Document extract =
We can ask them, do you remember being born?
If they talk about death or spirits or ‘spiritual’ aspects we can have genuine curiosity in the mystery.
“There’s a man in the corner Mummy.”
“Is there darling. What does he look like? Is he old, does he look like someone you know? You can see him honey, but I can’t see him right now. Is he happy, is he sad?
Do you spend time with children in your life?
How do you talk on death with the young?
I love the book “The Paper Dolls” by Julia Donaldson and Rebecca Cobb. At the end of the book the paper dolls are snipped ‘to death’ and they fly “into the little girl’s memory where they found white mice and fireworks, and a starfish soap, and a kind granny…and more and more lovely things each day and each year”.
I’ve wanted to add “Duck, Death and the Tulip” by Wolf Erlbruch to our collection.
Little Dog Barking’s (puppet) production of this is due to tour Aotearoa this year (so keep a look out).
Whilst on the topic of helpful books for children I also love ‘The way I feel books’ e.g. “When I feel jealous” or “When I care for others” and others by
And “On my way to a happy life” by Deepak Chopra.
Understandably, I felt moved by my first death conversation with my husband.
I asked him, if he dies tonight what would he want me to tell our children or is there anything he’d like me to do, teach, share with them.
One of things I learned that night – he’d love them to learn an instrument.
I shared with him, I’d like our children’s emotions their feelings, to be heard, to be allowed. I’d like them to live knowing who they are is beautiful. That all emotions (even the ‘scary’ ones) are okay – something i have been interested in particularly after reading Non-Violent Communication by Marshall B. Rosenberg. There are worldwide workshops in this (aka Compassionate Communication) also.
My inkling, is that my husband is a bit more okay about death than i am. Sometimes my feeling is my husband is a bit more okay about most things than i am. He seems to accept. He recently sent me Mark Manson’s article (The Subtle Art of Not Giving A Fuck) which he questioned may sum up the largest difference between him and I.
He is an ideas man. One of his ideas is to have a facebook page about death. Where we design our death. We let our ‘friends’ know about how we’d like our funeral and other dying matters. He also told me about death cafes. “At Death Cafes [worldwide] people drink tea, eat cake and discuss death. Our aim is to increase awareness of death to help people make the most of their (finite) lives.”
Another friend, who seems to be okay about more things than i am, is Tess. She and i were talking about the parent as the model. That our children do what we do, as opposed to what we say. We went on to talk of what we dream for our selves and therefore our children. She shared a conversation she’d had with a friend that week. What if we could have no fear of failure.

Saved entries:
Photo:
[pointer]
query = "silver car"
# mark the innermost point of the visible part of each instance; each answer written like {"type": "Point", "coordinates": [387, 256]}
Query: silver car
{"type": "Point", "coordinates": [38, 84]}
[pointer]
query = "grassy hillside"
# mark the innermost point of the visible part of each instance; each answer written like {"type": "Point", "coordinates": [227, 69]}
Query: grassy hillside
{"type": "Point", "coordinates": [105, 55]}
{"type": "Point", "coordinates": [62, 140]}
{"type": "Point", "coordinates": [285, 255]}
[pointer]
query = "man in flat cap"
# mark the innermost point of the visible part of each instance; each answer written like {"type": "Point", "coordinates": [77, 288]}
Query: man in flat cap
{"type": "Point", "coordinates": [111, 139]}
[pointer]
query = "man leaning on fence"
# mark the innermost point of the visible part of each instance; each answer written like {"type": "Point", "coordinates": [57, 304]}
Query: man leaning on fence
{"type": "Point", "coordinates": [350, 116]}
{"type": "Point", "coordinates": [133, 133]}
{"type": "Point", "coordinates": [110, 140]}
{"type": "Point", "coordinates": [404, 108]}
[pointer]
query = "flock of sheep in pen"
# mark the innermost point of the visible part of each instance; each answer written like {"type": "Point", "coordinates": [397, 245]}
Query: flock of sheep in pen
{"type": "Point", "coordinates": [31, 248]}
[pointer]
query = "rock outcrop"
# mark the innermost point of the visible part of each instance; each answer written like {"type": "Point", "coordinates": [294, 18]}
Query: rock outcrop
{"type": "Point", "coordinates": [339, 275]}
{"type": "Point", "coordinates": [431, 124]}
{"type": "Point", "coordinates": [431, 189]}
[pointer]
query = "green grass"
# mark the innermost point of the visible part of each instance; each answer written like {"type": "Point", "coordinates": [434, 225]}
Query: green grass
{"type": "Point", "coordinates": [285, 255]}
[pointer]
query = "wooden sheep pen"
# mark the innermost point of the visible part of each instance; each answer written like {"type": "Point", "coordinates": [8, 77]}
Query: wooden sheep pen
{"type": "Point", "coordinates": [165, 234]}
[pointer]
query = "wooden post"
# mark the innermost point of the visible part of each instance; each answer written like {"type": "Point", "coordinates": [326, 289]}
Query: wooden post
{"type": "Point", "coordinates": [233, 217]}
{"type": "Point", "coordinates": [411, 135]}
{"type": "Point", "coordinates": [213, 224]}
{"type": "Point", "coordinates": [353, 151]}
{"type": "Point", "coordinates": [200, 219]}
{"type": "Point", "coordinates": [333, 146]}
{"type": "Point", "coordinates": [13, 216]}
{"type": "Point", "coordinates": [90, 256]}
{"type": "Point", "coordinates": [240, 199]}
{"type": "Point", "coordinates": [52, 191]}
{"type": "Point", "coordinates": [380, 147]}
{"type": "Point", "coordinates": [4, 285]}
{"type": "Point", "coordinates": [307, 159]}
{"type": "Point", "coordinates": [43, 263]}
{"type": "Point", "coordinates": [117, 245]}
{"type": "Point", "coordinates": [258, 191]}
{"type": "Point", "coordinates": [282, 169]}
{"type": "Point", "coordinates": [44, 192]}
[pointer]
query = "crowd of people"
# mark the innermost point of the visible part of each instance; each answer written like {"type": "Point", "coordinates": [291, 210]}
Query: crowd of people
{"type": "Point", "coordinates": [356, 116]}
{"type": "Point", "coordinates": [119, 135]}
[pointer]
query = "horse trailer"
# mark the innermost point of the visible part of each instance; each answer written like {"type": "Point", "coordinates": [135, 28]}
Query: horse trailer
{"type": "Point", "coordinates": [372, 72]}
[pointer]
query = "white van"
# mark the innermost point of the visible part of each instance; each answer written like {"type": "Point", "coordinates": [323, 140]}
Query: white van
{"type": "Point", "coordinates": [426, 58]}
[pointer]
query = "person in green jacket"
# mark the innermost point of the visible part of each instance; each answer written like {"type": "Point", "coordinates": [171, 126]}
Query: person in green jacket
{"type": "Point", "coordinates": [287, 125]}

Task description = Please explain, according to the piece on talking about death with children above, why people at Death Cafes gather to discuss death. Answer in one to three sentences.

Output for this exercise = Death Cafes aim to increase awareness of death. That awareness is meant to help people make the most of their finite lives.